- _TAREA_:
Reescribe de forma más breve el párrafo de la reseña que empieza con "En algún momento Hollywood" y conserva sus datos principales.

- _TEXTO EXTRAÍDO_:
En algún momento Hollywood se olvidó del inmerso corpus de películas diversas que han compuesto su trayectoria. Esto es, obras de serie B, de género, altamente personales pero también espectaculares, da igual, en favor de franquicias, títulos establecidos o reinterpretaciones en clave de activismo ideológico que la gigantesca apuesta por el streaming de los últimos años acabó de enterrar. Y en ese panorama, y tan mal como estamos, excepciones como The Bikeriders: La ley del asfalto, una película donde el siempre a contracorriente Jeff Nichols (Take Shelter, Midnight Special) apuesta por un cine comercial que no tiene por qué contentar a todos, donde reinterpreta las sesiones de autocine juvenil en clave de sentido drama criminal en un film al completo servicio de tres actores conocidos pero afortunadamente definidos más por su idiosincrasia, su carácter, más que por su poder de convocatoria.

- _MATERIAL_:
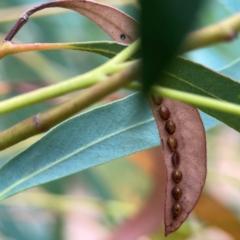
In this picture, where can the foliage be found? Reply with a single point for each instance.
(110, 131)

- _RESPUESTA_:
Hollywood dejó de lado su amplio y variado catálogo de películas (serie B, cine de género, obras personales o espectaculares) para favorecer franquicias, títulos ya establecidos y reinterpretaciones de activismo ideológico, una tendencia que el auge del streaming terminó de consolidar. Entre las excepciones está The Bikeriders: La ley del asfalto. En ella, Jeff Nichols (Take Shelter, Midnight Special), siempre a contracorriente, apuesta por un cine comercial que no busca contentar a todos. Convierte el espíritu del autocine juvenil en un sentido drama criminal, al servicio de tres actores conocidos que destacan más por su carácter que por su poder de convocatoria.